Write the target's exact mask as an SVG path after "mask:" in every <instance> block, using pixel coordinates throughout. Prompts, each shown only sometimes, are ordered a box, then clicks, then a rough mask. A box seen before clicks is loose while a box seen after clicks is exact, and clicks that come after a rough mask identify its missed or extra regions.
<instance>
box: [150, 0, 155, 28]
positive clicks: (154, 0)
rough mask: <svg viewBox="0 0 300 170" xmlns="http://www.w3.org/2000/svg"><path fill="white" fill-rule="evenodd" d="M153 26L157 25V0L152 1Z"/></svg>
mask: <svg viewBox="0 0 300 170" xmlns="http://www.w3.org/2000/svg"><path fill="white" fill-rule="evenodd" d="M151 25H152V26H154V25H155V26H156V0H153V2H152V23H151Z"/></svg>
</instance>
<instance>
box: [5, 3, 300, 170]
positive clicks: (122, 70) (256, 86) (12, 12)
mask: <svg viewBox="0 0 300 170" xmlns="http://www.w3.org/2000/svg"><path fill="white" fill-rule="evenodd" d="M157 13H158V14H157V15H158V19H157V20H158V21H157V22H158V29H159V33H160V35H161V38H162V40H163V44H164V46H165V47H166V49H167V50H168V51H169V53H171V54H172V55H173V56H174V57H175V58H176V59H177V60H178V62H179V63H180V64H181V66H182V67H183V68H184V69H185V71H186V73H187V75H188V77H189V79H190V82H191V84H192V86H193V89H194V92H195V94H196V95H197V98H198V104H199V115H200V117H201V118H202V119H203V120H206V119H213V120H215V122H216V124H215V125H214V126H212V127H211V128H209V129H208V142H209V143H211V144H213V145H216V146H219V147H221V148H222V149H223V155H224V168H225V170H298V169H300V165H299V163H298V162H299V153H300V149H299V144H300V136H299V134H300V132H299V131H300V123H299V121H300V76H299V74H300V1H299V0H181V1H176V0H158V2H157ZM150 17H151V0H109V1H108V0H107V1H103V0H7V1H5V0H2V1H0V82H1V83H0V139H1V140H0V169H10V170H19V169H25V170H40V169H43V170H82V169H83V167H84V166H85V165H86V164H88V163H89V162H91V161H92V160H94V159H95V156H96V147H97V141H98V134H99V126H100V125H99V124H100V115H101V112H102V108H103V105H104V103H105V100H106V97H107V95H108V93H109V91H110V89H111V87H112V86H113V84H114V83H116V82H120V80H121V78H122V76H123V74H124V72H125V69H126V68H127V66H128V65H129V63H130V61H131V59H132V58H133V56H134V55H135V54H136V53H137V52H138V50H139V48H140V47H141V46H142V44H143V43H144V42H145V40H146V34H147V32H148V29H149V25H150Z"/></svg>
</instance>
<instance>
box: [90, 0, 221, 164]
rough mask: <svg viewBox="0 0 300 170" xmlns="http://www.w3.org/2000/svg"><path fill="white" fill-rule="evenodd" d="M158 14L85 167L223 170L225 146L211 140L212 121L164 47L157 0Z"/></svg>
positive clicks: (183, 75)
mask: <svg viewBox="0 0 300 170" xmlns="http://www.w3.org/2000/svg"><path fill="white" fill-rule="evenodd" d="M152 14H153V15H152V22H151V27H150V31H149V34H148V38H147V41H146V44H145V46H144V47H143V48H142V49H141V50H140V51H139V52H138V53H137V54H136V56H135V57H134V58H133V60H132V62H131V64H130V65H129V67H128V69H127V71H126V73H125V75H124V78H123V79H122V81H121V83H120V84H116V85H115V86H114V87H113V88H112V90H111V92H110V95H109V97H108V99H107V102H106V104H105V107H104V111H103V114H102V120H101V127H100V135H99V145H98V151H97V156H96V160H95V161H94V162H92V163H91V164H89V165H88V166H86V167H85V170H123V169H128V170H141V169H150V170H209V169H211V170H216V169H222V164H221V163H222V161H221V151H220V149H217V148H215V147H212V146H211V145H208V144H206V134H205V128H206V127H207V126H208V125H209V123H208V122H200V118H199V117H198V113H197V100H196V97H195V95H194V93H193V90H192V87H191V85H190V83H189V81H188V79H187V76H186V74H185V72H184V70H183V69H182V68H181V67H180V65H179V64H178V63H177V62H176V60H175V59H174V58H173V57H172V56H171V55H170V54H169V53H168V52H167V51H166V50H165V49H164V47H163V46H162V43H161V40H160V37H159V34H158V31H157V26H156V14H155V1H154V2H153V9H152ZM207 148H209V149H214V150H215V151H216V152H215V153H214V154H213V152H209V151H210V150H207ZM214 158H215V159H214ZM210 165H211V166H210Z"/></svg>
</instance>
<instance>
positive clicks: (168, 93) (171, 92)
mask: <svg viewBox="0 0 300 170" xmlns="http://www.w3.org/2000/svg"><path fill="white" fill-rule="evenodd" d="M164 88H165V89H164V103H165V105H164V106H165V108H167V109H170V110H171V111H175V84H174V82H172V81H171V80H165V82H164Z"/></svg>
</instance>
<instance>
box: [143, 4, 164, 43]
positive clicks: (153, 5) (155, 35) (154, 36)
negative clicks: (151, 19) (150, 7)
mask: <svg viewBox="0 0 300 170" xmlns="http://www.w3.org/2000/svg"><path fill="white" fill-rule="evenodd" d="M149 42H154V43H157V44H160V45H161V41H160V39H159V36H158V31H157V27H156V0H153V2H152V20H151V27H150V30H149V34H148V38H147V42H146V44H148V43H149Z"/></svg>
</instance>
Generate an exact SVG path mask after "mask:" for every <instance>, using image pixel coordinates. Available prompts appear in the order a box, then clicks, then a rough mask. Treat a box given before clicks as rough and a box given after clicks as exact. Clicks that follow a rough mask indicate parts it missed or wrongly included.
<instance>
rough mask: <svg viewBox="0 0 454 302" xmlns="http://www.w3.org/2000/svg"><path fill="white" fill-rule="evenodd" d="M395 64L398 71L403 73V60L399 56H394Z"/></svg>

▶ [Instructions to follow] How many lines in the entries above include the string "that"? Answer with the number only.

▶ [Your response] 2